Input material Block Start
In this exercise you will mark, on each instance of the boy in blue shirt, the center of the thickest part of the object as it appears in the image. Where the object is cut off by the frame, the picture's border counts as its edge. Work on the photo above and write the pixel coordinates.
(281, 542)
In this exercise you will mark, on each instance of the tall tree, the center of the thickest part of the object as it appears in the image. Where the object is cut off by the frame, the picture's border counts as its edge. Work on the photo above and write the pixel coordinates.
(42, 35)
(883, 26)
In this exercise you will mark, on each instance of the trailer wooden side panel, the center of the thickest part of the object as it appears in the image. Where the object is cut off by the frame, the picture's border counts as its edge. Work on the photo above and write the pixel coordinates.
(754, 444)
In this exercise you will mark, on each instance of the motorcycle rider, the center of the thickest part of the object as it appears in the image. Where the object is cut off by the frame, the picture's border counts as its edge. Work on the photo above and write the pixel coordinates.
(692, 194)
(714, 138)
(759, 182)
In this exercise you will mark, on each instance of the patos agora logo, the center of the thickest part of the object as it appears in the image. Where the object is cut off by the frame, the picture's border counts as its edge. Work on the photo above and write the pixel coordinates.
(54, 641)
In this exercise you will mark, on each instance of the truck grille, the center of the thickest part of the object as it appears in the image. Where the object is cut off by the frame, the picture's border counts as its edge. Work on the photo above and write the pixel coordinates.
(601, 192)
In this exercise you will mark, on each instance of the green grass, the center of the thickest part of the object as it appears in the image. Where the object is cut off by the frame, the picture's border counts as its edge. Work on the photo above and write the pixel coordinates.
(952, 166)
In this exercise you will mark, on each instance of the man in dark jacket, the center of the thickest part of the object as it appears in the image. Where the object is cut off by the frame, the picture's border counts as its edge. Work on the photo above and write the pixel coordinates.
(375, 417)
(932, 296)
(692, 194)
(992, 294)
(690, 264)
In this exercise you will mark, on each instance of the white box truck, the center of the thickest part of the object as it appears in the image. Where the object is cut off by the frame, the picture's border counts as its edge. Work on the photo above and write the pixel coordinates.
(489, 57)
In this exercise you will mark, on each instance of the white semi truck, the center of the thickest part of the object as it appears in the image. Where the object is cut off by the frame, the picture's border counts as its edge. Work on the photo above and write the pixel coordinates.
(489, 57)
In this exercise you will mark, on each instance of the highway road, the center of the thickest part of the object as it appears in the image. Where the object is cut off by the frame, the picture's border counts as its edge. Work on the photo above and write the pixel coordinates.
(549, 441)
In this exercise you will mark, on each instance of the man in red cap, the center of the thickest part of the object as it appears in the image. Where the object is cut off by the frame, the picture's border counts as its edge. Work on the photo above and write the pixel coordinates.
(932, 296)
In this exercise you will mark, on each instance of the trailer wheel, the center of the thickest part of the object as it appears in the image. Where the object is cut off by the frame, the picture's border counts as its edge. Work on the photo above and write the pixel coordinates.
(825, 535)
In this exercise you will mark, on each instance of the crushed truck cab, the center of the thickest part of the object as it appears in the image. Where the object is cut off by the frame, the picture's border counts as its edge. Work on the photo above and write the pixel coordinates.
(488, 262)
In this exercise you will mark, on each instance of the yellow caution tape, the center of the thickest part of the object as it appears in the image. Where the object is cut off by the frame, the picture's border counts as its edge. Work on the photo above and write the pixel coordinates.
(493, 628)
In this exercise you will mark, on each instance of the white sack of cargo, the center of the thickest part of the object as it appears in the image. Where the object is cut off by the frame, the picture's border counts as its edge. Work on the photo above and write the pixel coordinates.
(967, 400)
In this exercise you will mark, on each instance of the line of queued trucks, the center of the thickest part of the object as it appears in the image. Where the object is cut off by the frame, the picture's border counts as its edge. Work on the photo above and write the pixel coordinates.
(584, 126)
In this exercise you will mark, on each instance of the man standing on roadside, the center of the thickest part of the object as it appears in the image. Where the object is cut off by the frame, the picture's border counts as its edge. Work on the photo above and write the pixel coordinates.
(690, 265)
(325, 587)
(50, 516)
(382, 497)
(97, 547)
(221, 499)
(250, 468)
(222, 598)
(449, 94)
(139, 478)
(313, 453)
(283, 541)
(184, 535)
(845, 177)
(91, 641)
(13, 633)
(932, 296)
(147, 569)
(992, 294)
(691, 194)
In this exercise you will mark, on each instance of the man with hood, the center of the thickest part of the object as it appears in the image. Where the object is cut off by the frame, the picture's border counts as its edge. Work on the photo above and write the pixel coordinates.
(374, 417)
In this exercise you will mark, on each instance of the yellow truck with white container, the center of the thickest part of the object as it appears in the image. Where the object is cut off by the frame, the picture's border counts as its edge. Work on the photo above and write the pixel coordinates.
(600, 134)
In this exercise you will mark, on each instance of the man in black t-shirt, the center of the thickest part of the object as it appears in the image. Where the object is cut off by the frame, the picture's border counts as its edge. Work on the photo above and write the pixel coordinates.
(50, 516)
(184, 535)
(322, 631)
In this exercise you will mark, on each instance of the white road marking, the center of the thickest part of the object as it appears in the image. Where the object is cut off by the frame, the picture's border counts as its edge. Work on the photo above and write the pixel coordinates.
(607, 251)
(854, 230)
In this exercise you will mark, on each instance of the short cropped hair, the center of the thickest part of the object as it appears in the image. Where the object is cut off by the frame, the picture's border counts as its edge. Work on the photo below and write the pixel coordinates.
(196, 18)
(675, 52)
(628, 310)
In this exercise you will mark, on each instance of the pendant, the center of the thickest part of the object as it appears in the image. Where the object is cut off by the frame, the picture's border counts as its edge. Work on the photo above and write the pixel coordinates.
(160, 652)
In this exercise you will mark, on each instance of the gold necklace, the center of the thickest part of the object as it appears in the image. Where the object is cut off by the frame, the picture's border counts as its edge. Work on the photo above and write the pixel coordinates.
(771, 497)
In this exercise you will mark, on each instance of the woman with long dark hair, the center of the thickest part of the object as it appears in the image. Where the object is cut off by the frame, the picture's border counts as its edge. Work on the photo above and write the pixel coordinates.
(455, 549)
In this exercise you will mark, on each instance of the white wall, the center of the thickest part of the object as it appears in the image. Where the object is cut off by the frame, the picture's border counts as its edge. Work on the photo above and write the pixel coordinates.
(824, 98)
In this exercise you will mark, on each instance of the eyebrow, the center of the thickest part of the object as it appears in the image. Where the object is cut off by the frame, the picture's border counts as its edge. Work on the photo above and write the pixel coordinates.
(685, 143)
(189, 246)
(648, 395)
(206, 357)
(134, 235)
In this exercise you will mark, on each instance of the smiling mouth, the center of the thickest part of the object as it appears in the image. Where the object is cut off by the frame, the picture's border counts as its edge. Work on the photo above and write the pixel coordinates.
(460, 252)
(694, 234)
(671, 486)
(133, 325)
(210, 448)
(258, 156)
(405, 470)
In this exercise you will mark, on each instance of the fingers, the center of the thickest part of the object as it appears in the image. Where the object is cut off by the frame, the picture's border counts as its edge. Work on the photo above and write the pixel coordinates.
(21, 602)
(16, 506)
Input material Block End
| About this exercise |
Take the entries and print them exactly. Keep every line.

| Solution to the problem |
In this exercise you will mark, on each instance of the boy in blue shirt, the center of the thickest part of the object as it appears in the image. Where the object is cut off by the frame, the picture's border counts as its edge. Work on the photo above and write the pixel coordinates.
(281, 542)
In this exercise you will mark, on each instance of the tall tree, the center of the thickest part of the object as it appears in the image. Where the object is cut off by the frame, the picture's border counts as its edge. Work on the photo above and write the pixel coordinates.
(42, 35)
(883, 26)
In this exercise you will mark, on each instance of the trailer wooden side panel, the center of the thickest part of the object as it appears in the image. Where the object is cut off by the frame, the picture's border counts as its edge. Work on the photo above and write the pixel coordinates.
(754, 444)
In this exercise you will mark, on each instance of the motorcycle rider, the center of the thickest part of the object as it appears in the image. Where the object is cut off by the frame, the picture's border counts as its edge. Work on the photo above and write the pixel coordinates.
(692, 194)
(714, 138)
(759, 182)
In this exercise you will mark, on each instance of the patos agora logo, the center of the thickest part of the object as it appears in the image. Where the object is cut off by the frame, the picture's border counts as its edge. Work on the photo above and write the pixel coordinates.
(54, 641)
In this exercise you will mark, on each instance of the truck grille, the center of the thickest part of the object as it appears in the image. Where the object is cut off by the frame, the picture's border counts as its edge. Work on the photo above and write the pixel coordinates.
(601, 192)
In this exercise you will mark, on each instance of the green grass, the center of the thickest part of the object as it appears in the image. Where the object is cut off by the frame, the picture's border counts as its edge. Work on the photo above and write the pixel coordinates.
(952, 166)
In this exercise you will mark, on each instance of the man in dark jacket, the center of the thickest part of the object as it appears in the image. Where the object is cut off by the frame, the picture's border counts as its edge. Work on the photo above and write the pixel coordinates.
(375, 417)
(932, 296)
(692, 194)
(992, 294)
(690, 264)
In this exercise you will mark, on each instance of the white box truck, the center of the thickest part of the object as it appears in the image. Where the object is cut off by the frame, the picture's border counts as its edge. Work on the photo above and write the pixel coordinates.
(489, 57)
In this exercise you will mark, on each instance of the white semi truck, the center of the thickest part of the object as it appears in the image. Where the object is cut off by the frame, the picture's border counts as its edge. Work on the photo above and write the pixel coordinates.
(489, 57)
In this exercise you will mark, on each instance of the highway road, the center of the thickest part of the object as it appears in the image. Where the object is cut off by the frame, the picture's border counts as its edge. Work on the photo above and write the pixel coordinates.
(549, 441)
In this exercise you will mark, on each instance of the man in red cap, the center of the thickest part of the object as it appears in the image. Where the object is cut off by the frame, the picture's border counts as its edge. Work on the photo above and write the pixel coordinates.
(932, 296)
In this exercise you will mark, on each instance of the trailer wheel, the center of the thickest part of the object as it appears in the image. Where the object is cut off by the frame, the picture's border counts as its edge. Work on the photo above and write the pixel coordinates.
(825, 535)
In this exercise you will mark, on each instance of the crushed truck cab, the center of the thickest part of the object as it appears in the image. Where the object is cut off by the frame, the picture's border counts as its edge. Work on the photo above and write the pixel coordinates.
(488, 262)
In this exercise you will mark, on each instance of the yellow caution tape, the center of the thickest part of the object as it appears in the image. Where the object is cut off by the frame, the picture's border counts as its edge. Work on the photo above and write the pixel coordinates.
(493, 628)
In this exercise you will mark, on each instance of the white sack of cargo, the center of the thickest part of the object as it appears in the image. Where the object is cut off by the frame, the picture's border counts as its edge. Work on the photo above and write the pixel coordinates.
(967, 400)
In this exercise you will mark, on each instance of the line of queued trucks, the center of the thickest part of the object as it appears in the image. Where the object is cut off by the frame, the picture's border counts as its edge. Work on the photo above and write the pixel coordinates.
(584, 126)
In this exercise you will mark, on each instance of the man standing on roadside, the center of the thickest part of the object as it appears in the image. Where the object is cut off by the frame, the picture's border counts as its edge. Work on the photo above and write the pixel coordinates.
(690, 265)
(325, 587)
(50, 516)
(382, 497)
(97, 547)
(221, 499)
(250, 468)
(222, 598)
(449, 94)
(139, 478)
(313, 453)
(283, 541)
(184, 535)
(845, 177)
(91, 641)
(13, 633)
(932, 296)
(147, 569)
(992, 294)
(691, 194)
In this exercise you will mark, on each instance of the man with hood, the center of the thickest part of the object as it appears in the image. Where the object is cut off by the frame, the picture's border counts as its edge. Work on the photo above and write the pixel coordinates.
(374, 417)
In this exercise you will mark, on each instance of the yellow truck with white container, the center of the thickest part of the object as it appears in the image. Where the object is cut off by the frame, the picture's border counts as its edge. Work on the photo above and write the pixel coordinates.
(600, 134)
In this exercise you will mark, on each instance of the man in black t-shirt, the center of the thickest part of the object as it appears in the image. Where the object is cut off by the frame, the picture's border counts as its edge. Work on the photo above and write the pixel coordinates.
(50, 516)
(184, 535)
(322, 631)
In this exercise you will mark, on each instance of the white road marking, the center of the thickest part of the object as it appears in the image. Where the object is cut off by the frame, the picture's border counts as its edge. Work on the photo above and write the pixel coordinates.
(607, 251)
(854, 230)
In this exercise you will mark, on each instance of the short cropped hair, the center of the thickest part of the object as it appears in the image. Where the object is cut off by the frame, the picture's border counts as its edge. Work on the photo below and write the pixel coordinates.
(196, 18)
(675, 52)
(628, 310)
In this exercise you will mark, on each instance of the pendant, the center of the thickest part of the object as it appears in the image. Where the object is cut off by the frame, the picture's border counts as its edge. Work on the photo above and write the pixel coordinates.
(160, 652)
In this exercise you will mark, on each instance of the gold necklace, the center of the thickest part of the object as it appears in the image. Where the object is cut off by the frame, the picture's border counts as its edge. Work on the photo above and write the pixel coordinates.
(771, 497)
In this exercise you will mark, on each instance of the woman with long dark hair, the center of the thickest part of the object as it appears in the image. Where the object is cut off by the frame, the picture's border counts as its edge. Work on the photo above and write the pixel coordinates.
(455, 549)
In this exercise you will mark, on each instance of the white wall, the center of the thickest part of the object as it appears in the image. Where the object is cut off by the frame, the picture's border counts as its edge. Work on the photo above and write the pixel coordinates.
(824, 98)
In this exercise you will mark, on each instance of the eyebrow, the center of the thickest part of the object as it appears in the image. Where the object is cut off by the frame, the picture's border counts as its edge. Work on the photo above and write the pixel coordinates.
(685, 143)
(189, 246)
(648, 395)
(206, 357)
(134, 235)
In this exercise you will mark, on each instance of the smiling mouth, the center of the thickest part of the object as it appears in the image. Where the object is cut off by the frame, the picture's border counts as its edge. Work on the photo above and write the pixel coordinates.
(460, 252)
(694, 234)
(671, 486)
(133, 325)
(210, 448)
(258, 156)
(405, 470)
In this exercise you will mark, on each instance of the fingers, the center of the thickest part of the object as it appears in the image. Where the object is cut off by the frame, the picture's border counts as its edge. Work on the photo above and write the pixel coordinates.
(21, 602)
(16, 506)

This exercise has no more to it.